#### WHAT THIS TASK INVOLVES:
Set out the records as a numbered list, from their first line through the line containing "M154 190L154 199L147", both ends included. Drop blank lines and leave the pictures out.

━━━━━ STORED DATA ━━━━━

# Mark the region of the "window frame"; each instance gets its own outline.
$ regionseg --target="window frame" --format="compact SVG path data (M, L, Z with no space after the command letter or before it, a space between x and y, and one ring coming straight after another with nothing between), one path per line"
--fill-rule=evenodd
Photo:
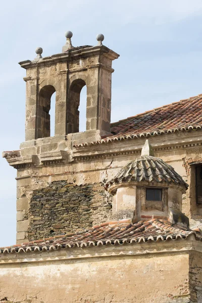
M200 168L201 170L202 170L202 164L200 165L196 165L195 167L195 199L196 199L196 205L202 206L202 201L201 202L198 201L198 187L199 186L202 186L202 184L198 184L198 180L197 178L197 170ZM202 183L202 182L201 182Z
M154 190L154 199L147 199L147 190ZM161 198L160 199L155 199L155 190L158 190L160 191L161 192ZM163 192L162 192L162 188L156 188L156 187L146 187L146 195L145 195L145 200L146 201L156 201L156 202L162 202L162 198L163 198Z

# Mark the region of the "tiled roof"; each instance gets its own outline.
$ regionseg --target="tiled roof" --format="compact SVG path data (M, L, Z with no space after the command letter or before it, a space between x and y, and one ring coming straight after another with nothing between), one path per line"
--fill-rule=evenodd
M124 243L135 244L149 240L186 239L191 234L194 234L197 239L201 239L196 231L172 224L165 220L151 219L132 224L129 219L125 219L103 223L82 232L2 247L0 252L50 251Z
M152 182L173 183L186 189L188 184L171 165L160 158L141 156L123 167L118 174L106 183L106 188L115 183L124 182Z
M139 114L111 124L113 135L78 146L148 137L202 127L202 94Z

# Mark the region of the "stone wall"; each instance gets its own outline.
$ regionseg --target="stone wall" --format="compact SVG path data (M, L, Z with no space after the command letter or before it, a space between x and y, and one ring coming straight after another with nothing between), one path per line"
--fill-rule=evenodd
M191 302L202 302L202 261L201 254L193 251L190 254L189 280Z
M149 248L146 243L141 245ZM124 249L125 246L121 247ZM114 253L116 252L116 247L112 248ZM97 252L97 257L94 258L74 260L73 256L77 256L79 251L85 250L78 248L61 250L63 260L58 260L60 251L57 250L55 257L51 251L39 251L18 254L16 258L21 258L20 263L7 264L2 260L0 301L18 303L192 302L190 300L188 254L165 252L120 256L106 254L103 257L104 251L99 246L88 248L88 256L93 249ZM87 253L87 248L86 250ZM105 251L109 254L109 247L108 249L105 247ZM64 259L68 256L66 254L71 256L71 260ZM25 262L23 258L25 258ZM39 258L41 262L33 262L34 258ZM200 301L193 302L199 303Z
M79 231L105 222L112 214L112 196L101 184L52 182L33 191L28 217L28 239Z

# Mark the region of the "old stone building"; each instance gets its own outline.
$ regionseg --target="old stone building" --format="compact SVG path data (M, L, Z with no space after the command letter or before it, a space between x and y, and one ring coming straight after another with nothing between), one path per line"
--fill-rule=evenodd
M0 300L202 302L202 95L111 123L119 55L103 35L94 46L66 36L62 53L20 63L25 141L3 153L17 172L17 244L0 249Z

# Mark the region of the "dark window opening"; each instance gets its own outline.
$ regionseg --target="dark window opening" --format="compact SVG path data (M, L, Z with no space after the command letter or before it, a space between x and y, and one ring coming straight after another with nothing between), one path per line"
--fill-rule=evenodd
M202 165L195 168L196 204L202 205Z
M161 188L146 188L146 200L148 201L161 201L162 190Z

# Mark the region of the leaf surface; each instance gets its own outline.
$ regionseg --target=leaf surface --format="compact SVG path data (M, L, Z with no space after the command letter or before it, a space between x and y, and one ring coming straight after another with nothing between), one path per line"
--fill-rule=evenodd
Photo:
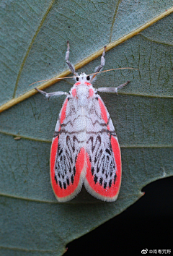
M172 1L3 1L0 7L3 105L29 92L32 82L66 69L67 40L70 60L76 64L161 15ZM106 69L138 70L100 74L94 85L116 87L130 80L117 96L100 93L122 150L122 187L115 202L97 200L84 189L67 203L56 201L49 154L63 97L48 101L37 94L1 114L1 255L61 255L68 242L138 200L146 184L172 175L172 24L170 14L113 47L106 55ZM78 72L92 73L100 63L100 57L94 59ZM72 85L72 80L63 80L47 91L68 92Z

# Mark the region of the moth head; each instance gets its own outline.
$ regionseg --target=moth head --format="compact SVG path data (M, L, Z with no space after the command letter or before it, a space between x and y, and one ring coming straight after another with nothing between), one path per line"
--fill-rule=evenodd
M85 82L90 81L90 76L85 74L85 72L81 73L80 75L76 77L76 82Z

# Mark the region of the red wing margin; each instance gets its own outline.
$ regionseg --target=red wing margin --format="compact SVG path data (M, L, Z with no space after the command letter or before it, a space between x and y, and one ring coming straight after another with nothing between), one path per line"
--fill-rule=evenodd
M70 139L67 137L68 140ZM58 136L53 138L50 161L50 180L58 202L71 200L80 192L82 187L81 176L86 172L84 149L82 148L75 155L70 152L71 150L71 147L64 148L58 145Z
M85 187L99 200L115 201L121 184L121 156L117 140L111 136L106 148L102 146L99 135L95 141L92 140L89 141L86 150L91 163L87 165Z
M118 196L121 184L120 148L113 124L100 97L95 108L103 128L97 135L88 132L86 151L90 165L87 165L84 185L95 197L112 202Z

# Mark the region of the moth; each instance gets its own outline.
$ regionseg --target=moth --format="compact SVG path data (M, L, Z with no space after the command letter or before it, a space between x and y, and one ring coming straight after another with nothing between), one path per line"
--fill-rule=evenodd
M110 114L98 92L115 93L117 88L92 86L105 63L106 46L95 73L78 74L69 61L69 42L66 61L74 75L69 93L47 93L46 98L66 95L52 140L50 168L53 190L58 202L73 199L84 184L92 195L102 201L117 198L121 184L120 148Z

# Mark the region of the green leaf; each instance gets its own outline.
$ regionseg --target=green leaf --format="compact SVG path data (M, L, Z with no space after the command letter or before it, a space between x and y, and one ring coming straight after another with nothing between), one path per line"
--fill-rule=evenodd
M172 175L173 15L162 19L172 12L169 0L1 1L1 111L13 106L0 116L1 255L61 255L68 242L139 199L146 184ZM115 87L130 80L117 96L100 93L122 150L122 187L115 202L97 200L83 189L74 200L58 203L49 154L64 98L20 98L32 82L67 69L67 40L71 61L88 63L79 72L93 72L105 45L110 49L105 69L138 69L101 74L94 85ZM47 91L68 92L72 85L63 80Z

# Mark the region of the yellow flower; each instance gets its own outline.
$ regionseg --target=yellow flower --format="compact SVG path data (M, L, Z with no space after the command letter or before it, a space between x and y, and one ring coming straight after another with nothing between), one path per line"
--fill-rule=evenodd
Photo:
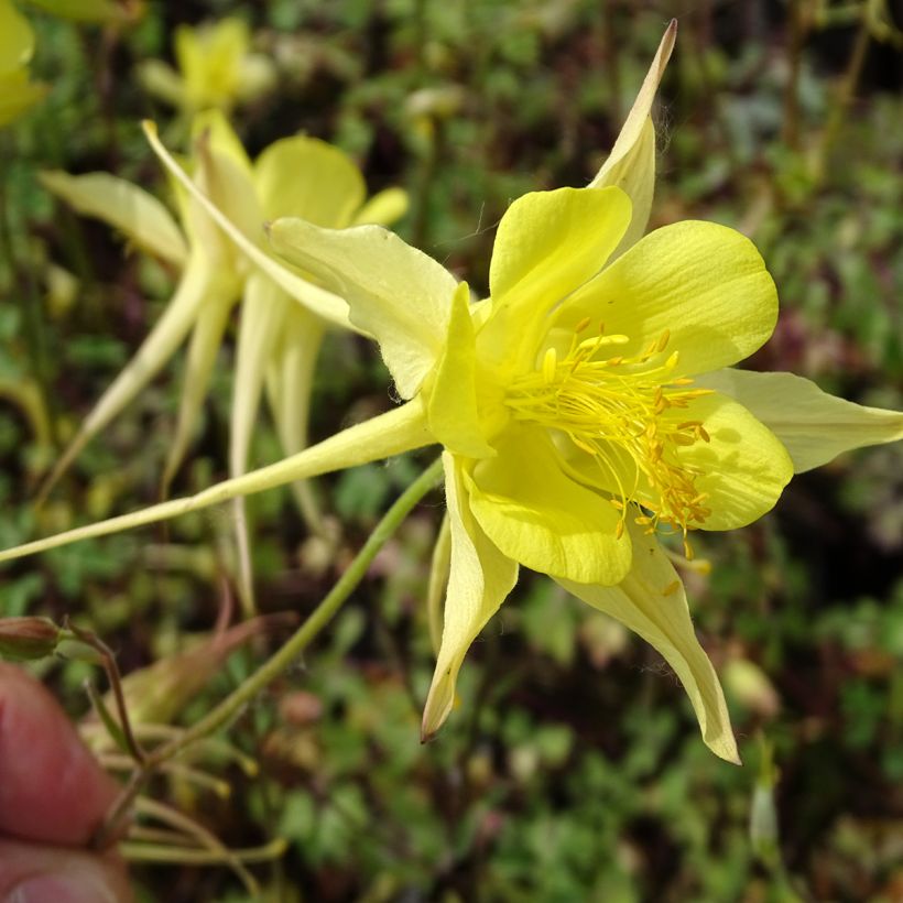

━━━━━

#### RESULT OF THIS EXERCISE:
1. # Mark the region of the "window frame"; each instance gets its own outline.
2. $ regionseg --target="window frame" --format="compact SVG path data (M, L, Z with no space after the command letter or before it, a space between x and y, and one ring coming straight after another with nothing between), one path per line"
3. --fill-rule=evenodd
4. Photo:
5. M200 168L201 170L202 170L202 164L200 165L196 165L195 167L195 199L196 199L196 205L202 206L202 201L201 202L198 201L198 187L199 186L202 186L202 184L198 184L198 180L197 178L197 170ZM202 183L202 182L201 182Z
6. M154 190L154 199L147 199L147 190ZM161 198L160 199L155 199L155 190L158 190L160 191L161 192ZM163 192L162 192L162 188L156 188L156 187L146 187L146 195L145 195L145 200L146 201L156 201L156 202L162 202L162 198L163 198Z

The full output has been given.